**Extracted data**.
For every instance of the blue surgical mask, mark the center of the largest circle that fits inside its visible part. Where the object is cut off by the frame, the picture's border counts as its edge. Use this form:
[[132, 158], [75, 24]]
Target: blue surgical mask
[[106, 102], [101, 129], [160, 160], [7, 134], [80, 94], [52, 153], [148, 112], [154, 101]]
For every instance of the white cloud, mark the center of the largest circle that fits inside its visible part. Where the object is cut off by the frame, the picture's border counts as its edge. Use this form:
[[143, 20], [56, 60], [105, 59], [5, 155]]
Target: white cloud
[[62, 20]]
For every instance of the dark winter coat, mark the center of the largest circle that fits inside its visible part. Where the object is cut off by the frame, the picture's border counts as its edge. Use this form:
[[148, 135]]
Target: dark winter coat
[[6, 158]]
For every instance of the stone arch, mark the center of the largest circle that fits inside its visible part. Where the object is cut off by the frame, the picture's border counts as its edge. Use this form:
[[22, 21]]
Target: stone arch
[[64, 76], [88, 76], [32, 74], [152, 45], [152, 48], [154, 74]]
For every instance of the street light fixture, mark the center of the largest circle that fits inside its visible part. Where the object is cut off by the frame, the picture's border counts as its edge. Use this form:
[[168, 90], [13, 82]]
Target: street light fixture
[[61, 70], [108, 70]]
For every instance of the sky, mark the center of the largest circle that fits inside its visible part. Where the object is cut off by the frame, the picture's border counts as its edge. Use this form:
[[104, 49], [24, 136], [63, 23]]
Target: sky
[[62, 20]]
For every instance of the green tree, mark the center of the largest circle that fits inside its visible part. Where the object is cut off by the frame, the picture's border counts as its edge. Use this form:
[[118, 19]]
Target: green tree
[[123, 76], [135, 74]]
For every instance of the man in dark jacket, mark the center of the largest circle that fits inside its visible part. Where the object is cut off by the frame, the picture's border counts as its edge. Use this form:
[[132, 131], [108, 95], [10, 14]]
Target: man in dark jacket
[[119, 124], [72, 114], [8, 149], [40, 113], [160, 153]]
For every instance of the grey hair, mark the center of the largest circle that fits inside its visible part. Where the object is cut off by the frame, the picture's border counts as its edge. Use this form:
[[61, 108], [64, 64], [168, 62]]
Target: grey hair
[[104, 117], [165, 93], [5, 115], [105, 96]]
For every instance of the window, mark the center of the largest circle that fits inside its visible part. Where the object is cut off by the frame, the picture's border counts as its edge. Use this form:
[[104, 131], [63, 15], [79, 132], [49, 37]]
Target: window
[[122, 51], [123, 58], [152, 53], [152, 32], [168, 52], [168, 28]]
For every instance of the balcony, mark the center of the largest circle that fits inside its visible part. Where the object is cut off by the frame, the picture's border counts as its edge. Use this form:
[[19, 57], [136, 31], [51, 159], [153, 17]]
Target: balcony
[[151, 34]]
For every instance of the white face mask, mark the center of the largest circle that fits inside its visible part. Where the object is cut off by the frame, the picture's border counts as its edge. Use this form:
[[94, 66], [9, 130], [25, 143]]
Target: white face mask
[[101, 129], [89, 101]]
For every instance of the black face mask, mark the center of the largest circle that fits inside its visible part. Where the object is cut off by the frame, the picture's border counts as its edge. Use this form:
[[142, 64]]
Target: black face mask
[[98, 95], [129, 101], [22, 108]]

* * *

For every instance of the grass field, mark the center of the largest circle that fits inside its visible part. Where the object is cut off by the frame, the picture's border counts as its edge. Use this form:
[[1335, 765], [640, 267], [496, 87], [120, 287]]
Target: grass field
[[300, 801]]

--

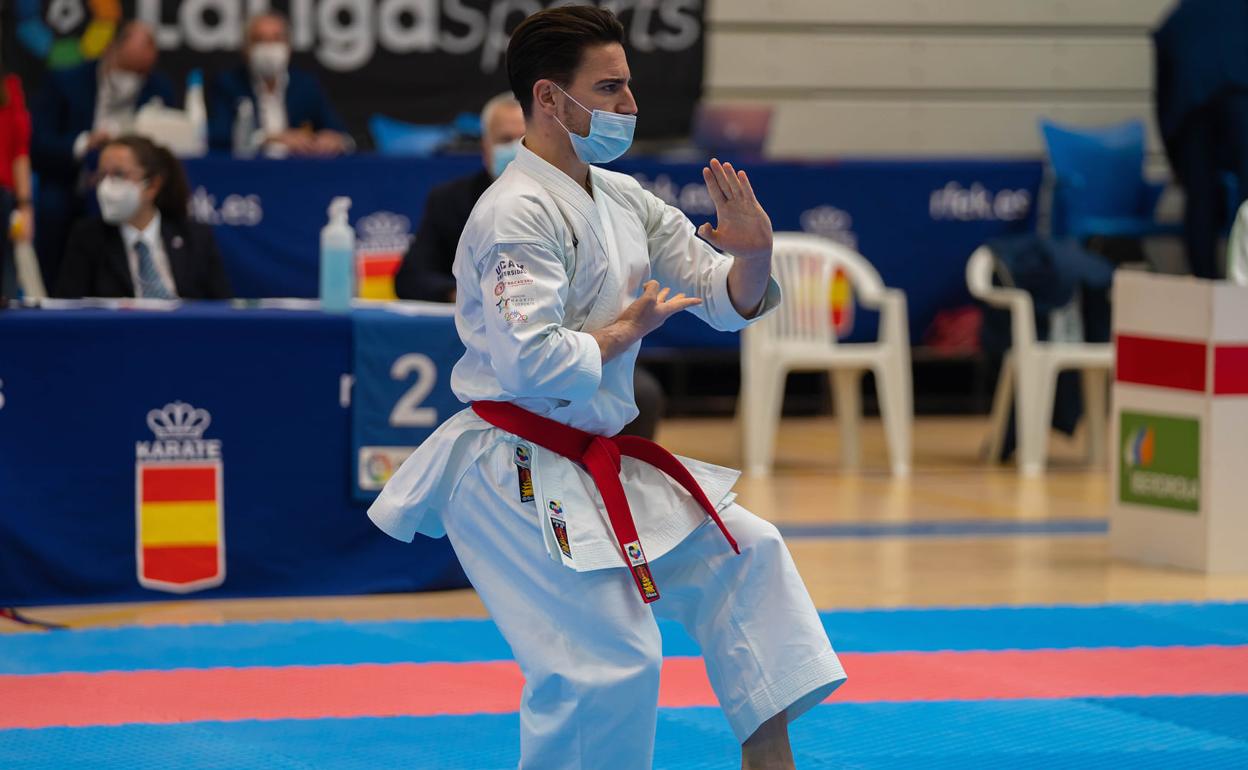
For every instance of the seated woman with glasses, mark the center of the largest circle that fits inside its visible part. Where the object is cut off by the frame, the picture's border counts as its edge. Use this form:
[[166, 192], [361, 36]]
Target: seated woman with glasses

**Assignment**. Set down, unchanged, only those lines above that fall between the line with "For every instance of the blue" and the line with "[[132, 131], [108, 95], [10, 14]]", the two end lines included.

**Task solution**.
For every instance of the blue surgical mask, mark the center of the largest circle that fits inside its visible part. Where the object is cut off by the frame, the picture's border counts as its edge. Use this form:
[[132, 158], [75, 24]]
Target: blue surgical mask
[[106, 102], [101, 129], [160, 160], [7, 134], [80, 94], [52, 153], [148, 112], [154, 101]]
For every instance of the white cloud, mark the center of the largest circle that fits inside its visible part. Where the object is cut off by the frame, the picture's border counts as its edge. Use this form:
[[143, 20], [56, 60], [105, 59], [5, 155]]
Target: white cloud
[[62, 20]]
For every instance of the dark winter coat, mark the center of the largest circle that fits inside its visible part. Where the object is cut off by the frame, the picture's border counts as its edge. Use this form:
[[148, 135]]
Target: dark winter coat
[[6, 158]]
For every instance of the stone arch, mark the center of the largest circle that fits inside its visible part. Where the object is cut off by the frame, the picture's border counts as its edge. Use this form:
[[22, 21]]
Target: stone arch
[[64, 76], [88, 76], [32, 74], [152, 45], [152, 48], [154, 74]]
For every instance of the street light fixture, mark the center of the largest circle that fits inside its visible part. Where the object is cut off by the frame, the picture's border counts as its edge. Use this form:
[[168, 90], [13, 82]]
Target: street light fixture
[[61, 70], [108, 70]]
For every instance of the sky, mark the center of the largest circle that fits inside its visible part. Where the object is cut off by the frame, the picture's border counts as its edge. Use this form:
[[104, 49], [24, 136], [63, 23]]
Target: sky
[[62, 20]]
For every instance of the green tree, mark the center of the largest circle that fits inside its visible part. Where the object is cut off by the frame, the picture's border counts as its edge. Use this form:
[[118, 19]]
Target: green tree
[[123, 76], [135, 74]]
For every instance of the man in dark jacket, mark the center of the largest circle that fits inside its visible part. Where the object is cut off by the frame, the picture's border counts as its edge. Use this form:
[[132, 131], [108, 95], [10, 14]]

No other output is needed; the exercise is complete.